### Records

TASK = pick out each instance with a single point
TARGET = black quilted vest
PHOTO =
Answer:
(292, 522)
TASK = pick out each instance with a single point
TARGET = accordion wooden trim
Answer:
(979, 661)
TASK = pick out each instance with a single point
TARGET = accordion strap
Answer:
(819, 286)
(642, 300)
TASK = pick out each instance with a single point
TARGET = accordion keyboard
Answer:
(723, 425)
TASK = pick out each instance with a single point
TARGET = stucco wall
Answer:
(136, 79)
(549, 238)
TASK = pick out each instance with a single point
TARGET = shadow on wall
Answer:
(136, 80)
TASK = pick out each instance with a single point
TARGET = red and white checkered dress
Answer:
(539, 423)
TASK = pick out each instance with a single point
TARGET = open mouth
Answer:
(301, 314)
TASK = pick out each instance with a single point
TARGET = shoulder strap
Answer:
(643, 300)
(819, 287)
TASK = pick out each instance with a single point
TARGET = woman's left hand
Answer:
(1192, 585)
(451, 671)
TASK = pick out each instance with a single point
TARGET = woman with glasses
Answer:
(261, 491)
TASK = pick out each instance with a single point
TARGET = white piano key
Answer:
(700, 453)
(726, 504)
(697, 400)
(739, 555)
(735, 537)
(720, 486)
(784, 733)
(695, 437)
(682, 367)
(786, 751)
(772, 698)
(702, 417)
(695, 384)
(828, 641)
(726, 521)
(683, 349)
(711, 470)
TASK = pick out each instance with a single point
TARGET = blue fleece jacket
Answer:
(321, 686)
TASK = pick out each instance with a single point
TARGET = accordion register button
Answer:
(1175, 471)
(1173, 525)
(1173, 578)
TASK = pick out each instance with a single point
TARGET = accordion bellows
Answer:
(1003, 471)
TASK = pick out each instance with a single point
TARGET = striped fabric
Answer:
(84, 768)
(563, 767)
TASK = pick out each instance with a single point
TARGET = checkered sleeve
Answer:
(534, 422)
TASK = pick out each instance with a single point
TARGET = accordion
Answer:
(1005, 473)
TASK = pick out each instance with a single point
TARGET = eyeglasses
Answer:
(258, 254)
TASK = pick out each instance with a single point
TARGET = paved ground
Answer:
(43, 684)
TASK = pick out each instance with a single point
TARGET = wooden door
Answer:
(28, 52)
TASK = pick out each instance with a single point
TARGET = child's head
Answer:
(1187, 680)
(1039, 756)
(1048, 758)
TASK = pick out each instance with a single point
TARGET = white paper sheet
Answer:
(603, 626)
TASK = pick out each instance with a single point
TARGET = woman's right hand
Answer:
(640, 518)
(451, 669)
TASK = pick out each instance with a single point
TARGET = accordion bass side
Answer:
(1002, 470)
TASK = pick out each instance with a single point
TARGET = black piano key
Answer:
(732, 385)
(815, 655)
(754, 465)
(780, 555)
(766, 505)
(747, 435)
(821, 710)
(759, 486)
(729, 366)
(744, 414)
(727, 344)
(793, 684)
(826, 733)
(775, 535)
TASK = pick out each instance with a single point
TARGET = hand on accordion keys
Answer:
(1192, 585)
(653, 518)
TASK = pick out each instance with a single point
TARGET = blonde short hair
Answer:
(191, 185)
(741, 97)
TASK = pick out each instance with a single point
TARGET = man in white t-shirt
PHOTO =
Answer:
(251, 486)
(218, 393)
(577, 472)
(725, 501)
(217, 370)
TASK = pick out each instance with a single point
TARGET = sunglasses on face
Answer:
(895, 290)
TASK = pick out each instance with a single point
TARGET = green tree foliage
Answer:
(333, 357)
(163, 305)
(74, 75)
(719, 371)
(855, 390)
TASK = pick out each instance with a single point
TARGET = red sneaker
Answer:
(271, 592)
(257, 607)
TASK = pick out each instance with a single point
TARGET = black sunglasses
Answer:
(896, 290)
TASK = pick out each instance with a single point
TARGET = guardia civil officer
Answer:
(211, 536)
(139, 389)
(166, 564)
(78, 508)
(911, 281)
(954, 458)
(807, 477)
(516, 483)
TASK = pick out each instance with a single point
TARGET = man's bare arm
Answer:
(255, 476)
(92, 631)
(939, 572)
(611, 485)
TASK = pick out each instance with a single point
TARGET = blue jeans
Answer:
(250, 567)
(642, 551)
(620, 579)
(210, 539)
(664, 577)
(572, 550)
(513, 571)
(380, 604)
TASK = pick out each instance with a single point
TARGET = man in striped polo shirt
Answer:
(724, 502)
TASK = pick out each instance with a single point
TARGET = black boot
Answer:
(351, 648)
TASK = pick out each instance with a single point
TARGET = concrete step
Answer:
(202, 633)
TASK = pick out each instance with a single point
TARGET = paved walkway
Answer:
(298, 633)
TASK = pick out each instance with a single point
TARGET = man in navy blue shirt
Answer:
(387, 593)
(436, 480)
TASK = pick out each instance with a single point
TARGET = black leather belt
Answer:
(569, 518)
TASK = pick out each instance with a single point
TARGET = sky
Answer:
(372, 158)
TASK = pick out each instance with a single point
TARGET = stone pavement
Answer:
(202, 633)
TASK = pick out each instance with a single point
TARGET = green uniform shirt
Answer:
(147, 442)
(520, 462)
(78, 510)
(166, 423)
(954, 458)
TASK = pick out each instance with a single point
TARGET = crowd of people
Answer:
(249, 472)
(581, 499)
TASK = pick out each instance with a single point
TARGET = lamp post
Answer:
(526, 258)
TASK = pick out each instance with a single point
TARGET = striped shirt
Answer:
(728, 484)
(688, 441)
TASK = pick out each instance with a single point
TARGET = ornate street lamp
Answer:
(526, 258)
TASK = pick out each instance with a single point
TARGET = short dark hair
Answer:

######

> Stated task
Write out every line of the listing again, starting with its first line and going on through the line with "(1005, 473)". Offset each coordinate in the answers by adding 150 to it, and leave all other lines as they are.

> Task answer
TASK = pick out each instance with a single point
TARGET = black quilted vest
PHOTO =
Answer:
(442, 672)
TASK = pick out each instance with a single point
TARGET = accordion wooden trim
Answer:
(1129, 811)
TASK = pick out each instance with a single point
TARGET = accordion strap
Answer:
(969, 436)
(792, 450)
TASK = pick out each instance with a single point
TARGET = accordion keyboard
Answer:
(873, 575)
TASK = pick out each instance with a single point
TARGET = stucco wall
Answer:
(286, 229)
(699, 388)
TASK = pick out each instance with a single point
TARGET = shadow on wall
Answer:
(286, 230)
TASK = pick out each instance with a single point
TARGET = red and white checkered dress
Answer:
(689, 573)
TASK = pick out each instance with a single point
TARGET = open mouth
Answer:
(451, 464)
TASK = pick out each instance with a single point
TARGET = shoulder strap
Answer:
(793, 450)
(969, 437)
TASK = pick out each instance with a single point
TARGET = woman's left hand
Answer:
(1342, 735)
(601, 821)
TASK = pick out each instance with a single point
TARGET = woman with glasses
Answer:
(411, 641)
TASK = pick out each instance with a single point
TARGET = white piano key
Answer:
(850, 603)
(876, 654)
(847, 550)
(889, 705)
(885, 687)
(870, 636)
(934, 883)
(845, 587)
(832, 517)
(936, 901)
(922, 848)
(852, 567)
(845, 534)
(978, 791)
(876, 671)
(833, 499)
(861, 620)
TASK = pick out each instance with a single point
TARGET = blue fleece jacket
Answer:
(471, 836)
TASK = pick out each instance with a single point
TARGET = accordion register button
Answer:
(1325, 621)
(1323, 675)
(1323, 728)
TASK = pick out each instance with a single point
TARGET = accordion bellows
Answer:
(1153, 621)
TASK = pick out each instance with a single point
TARGET = striped fabric
Answer:
(234, 918)
(713, 917)
TASK = pick out each instance with a single point
TARGET = checkered sleeve
Answer:
(684, 572)
TASK = pick out each instance with a single point
TARGET = accordion
Answer:
(1155, 623)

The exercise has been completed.